- [Document passage]
——————————
Dingo the Dissident

THE BLOG OF DISQUIET : Qweir Notions, an uncommonplace-book from the Armpit of Diogenes, binge-thinker jottings since 2008 .

Monday, 6 April 2026

Memory lane.

 Scores of Easter Mondays ago
my mother and I would break and eat
our Easter Eggs (hard-boiled, not
the chocolate obscenities) at dolmens
or standing-stones.  About fifteen
years ago M. and I rolled our eggs
down Saul Hill, near Downpatrick
below a massive Mussolini-esque
grey statue of the saint.

Today here, near the village of Laramière
in south-west France, where I had also
brought M. and my long-deceased
and under-rated poet friend Tom Matthews,
I broke and ate my Easter Egg alone within
the chamber of a long, low dolmen
with massive roofstone: La Peyra Levada,
pictured beside my Peugeot 106 for scale.












In Ireland, some dolmens were inhabited.
Under this massive3-metre roof-stone
a small family of refugees could squat
and not be rained on,
though water would flow around their feet.



Sunday, 5 April 2026

"Spoiler Alert"

If a disclosure of the plot
spoils a book for a reader,
then the reader or the book
is a bottom-feeder.
——————————
- [Complete the following]
1. Reproduce the blog text word for word, starting at the words "Memory lane." and stopping after the words "of the saint.".
2. List every named location in the two dated blog posts, including the named dolmen, in the order they appear.

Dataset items
——————————
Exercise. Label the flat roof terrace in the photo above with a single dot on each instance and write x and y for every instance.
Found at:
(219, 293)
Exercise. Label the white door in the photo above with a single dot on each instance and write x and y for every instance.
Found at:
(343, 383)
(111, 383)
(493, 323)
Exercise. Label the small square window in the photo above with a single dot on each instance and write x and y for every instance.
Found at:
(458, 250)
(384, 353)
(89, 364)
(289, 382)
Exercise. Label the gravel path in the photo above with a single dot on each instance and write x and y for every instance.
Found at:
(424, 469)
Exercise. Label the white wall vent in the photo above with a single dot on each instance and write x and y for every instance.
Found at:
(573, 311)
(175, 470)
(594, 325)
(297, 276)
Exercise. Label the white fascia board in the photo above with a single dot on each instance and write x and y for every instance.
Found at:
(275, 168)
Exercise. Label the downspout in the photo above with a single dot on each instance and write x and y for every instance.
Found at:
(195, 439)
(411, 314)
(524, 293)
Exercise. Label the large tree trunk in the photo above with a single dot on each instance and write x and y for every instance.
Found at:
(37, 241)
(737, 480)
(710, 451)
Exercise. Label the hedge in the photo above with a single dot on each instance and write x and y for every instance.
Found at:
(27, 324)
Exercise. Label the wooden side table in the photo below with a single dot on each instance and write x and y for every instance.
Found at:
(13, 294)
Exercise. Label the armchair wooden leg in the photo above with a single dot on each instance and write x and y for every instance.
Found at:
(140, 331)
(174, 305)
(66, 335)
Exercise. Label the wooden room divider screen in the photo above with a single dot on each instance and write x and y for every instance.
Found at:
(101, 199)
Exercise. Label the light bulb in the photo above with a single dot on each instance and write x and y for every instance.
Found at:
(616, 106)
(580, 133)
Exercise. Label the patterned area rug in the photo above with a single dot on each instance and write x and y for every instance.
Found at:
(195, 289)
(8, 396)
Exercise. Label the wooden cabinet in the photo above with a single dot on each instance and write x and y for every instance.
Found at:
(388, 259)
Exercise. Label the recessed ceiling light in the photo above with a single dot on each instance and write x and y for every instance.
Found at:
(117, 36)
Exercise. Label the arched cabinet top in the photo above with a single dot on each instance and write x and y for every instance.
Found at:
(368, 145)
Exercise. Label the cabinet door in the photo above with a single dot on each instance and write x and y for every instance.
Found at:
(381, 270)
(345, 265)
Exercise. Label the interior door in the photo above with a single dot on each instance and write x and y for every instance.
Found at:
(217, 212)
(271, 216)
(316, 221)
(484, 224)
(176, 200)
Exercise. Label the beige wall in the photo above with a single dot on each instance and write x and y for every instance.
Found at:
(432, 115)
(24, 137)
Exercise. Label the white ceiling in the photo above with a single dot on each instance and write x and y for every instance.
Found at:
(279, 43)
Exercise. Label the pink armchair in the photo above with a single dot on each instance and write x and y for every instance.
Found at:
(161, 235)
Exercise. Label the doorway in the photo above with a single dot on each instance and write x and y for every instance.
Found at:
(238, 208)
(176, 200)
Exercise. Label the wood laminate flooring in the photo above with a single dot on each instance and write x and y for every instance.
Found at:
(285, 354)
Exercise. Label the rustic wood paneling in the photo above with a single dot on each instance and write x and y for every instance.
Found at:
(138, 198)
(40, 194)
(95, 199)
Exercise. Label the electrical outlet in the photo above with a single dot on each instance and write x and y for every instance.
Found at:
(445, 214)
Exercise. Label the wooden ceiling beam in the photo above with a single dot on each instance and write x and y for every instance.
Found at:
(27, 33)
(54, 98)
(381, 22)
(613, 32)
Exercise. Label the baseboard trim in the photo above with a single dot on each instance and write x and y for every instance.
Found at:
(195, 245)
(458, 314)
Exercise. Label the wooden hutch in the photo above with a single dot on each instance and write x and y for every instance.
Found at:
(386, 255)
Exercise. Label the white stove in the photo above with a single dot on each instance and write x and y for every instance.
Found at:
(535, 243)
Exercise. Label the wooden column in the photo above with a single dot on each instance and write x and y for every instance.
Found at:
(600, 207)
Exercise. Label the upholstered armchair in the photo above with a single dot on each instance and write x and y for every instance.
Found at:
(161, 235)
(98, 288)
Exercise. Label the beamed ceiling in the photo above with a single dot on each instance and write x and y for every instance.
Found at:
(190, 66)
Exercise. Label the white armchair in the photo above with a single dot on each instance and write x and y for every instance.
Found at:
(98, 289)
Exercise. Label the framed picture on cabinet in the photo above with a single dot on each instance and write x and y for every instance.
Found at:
——————————
- [Outputs in order]
1.
Memory lane.

 Scores of Easter Mondays ago
my mother and I would break and eat
our Easter Eggs (hard-boiled, not
the chocolate obscenities) at dolmens
or standing-stones.  About fifteen
years ago M. and I rolled our eggs
down Saul Hill, near Downpatrick
below a massive Mussolini-esque
grey statue of the saint.

2. Saul Hill, Downpatrick, Laramière, France, La Peyra Levada, Ireland